▶ Task details: Return the data below in full, exactly as it stands.

(Region pointing data)
┏━━

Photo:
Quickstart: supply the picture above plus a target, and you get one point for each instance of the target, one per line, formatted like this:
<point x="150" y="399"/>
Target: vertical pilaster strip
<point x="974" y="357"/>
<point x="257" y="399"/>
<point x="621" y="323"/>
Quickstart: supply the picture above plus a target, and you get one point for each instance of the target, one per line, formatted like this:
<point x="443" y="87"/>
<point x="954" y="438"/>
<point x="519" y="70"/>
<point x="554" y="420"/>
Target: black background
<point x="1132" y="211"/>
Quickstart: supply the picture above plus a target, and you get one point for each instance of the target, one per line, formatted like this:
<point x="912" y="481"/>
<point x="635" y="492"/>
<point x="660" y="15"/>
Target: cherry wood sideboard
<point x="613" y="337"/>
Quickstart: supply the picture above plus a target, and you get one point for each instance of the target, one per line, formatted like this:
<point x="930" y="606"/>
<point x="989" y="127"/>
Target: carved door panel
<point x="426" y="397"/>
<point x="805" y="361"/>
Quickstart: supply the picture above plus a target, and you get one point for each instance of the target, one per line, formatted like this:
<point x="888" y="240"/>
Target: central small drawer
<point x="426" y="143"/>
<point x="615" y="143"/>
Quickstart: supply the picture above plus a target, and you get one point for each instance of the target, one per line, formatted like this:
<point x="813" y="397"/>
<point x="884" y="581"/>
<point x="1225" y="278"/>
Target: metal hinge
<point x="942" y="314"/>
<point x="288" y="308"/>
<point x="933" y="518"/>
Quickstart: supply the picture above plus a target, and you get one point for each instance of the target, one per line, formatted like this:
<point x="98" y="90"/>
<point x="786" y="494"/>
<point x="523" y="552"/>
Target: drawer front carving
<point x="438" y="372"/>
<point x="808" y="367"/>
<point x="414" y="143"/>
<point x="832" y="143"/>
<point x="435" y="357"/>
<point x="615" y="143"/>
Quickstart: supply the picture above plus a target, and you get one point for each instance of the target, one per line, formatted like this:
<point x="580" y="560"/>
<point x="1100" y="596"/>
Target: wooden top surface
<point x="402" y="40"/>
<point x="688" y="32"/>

┗━━

▶ Response:
Photo:
Quickstart: supply the picture above plus a target, and you get one point for each instance of the target, one per line, formatted like this:
<point x="150" y="399"/>
Target: vertical pilaster strip
<point x="974" y="357"/>
<point x="257" y="399"/>
<point x="621" y="323"/>
Quickstart: supply the picture above plus a target, and you get one point for each instance of the target, one per line, formatted like this:
<point x="443" y="87"/>
<point x="954" y="438"/>
<point x="519" y="70"/>
<point x="554" y="420"/>
Target: black background
<point x="1132" y="211"/>
Quickstart: supply the picture above plus a target, and you get one point for each instance of the target, one per line, formatted like this:
<point x="912" y="481"/>
<point x="635" y="492"/>
<point x="660" y="15"/>
Target: cherry wood sideboard
<point x="613" y="337"/>
Quickstart: supply the picture above plus a target, and you get one point for each instance of the target, one per line, formatted like this:
<point x="930" y="606"/>
<point x="989" y="127"/>
Target: carved door panel
<point x="426" y="397"/>
<point x="805" y="361"/>
Quickstart: supply the picture above plus a target, and you get one point for each instance of the target, one per line, formatted like this:
<point x="888" y="240"/>
Target: central small drawer
<point x="426" y="143"/>
<point x="615" y="143"/>
Quickstart: supply the picture above plus a target, and you get one point for each instance of the target, one per line, formatted like this:
<point x="813" y="397"/>
<point x="884" y="581"/>
<point x="1225" y="278"/>
Target: metal hinge
<point x="942" y="314"/>
<point x="288" y="308"/>
<point x="933" y="518"/>
Quickstart: supply the picture above plus a target, and you get one point for each instance of the target, one per line, formatted like this:
<point x="98" y="90"/>
<point x="786" y="494"/>
<point x="523" y="552"/>
Target: drawer front carving
<point x="438" y="372"/>
<point x="808" y="367"/>
<point x="414" y="143"/>
<point x="832" y="143"/>
<point x="435" y="357"/>
<point x="615" y="143"/>
Quickstart: supply the picture above plus a target, and you get one point for each instance of the target, one per line, formatted like this:
<point x="580" y="560"/>
<point x="1100" y="596"/>
Target: wooden top surface
<point x="402" y="40"/>
<point x="688" y="32"/>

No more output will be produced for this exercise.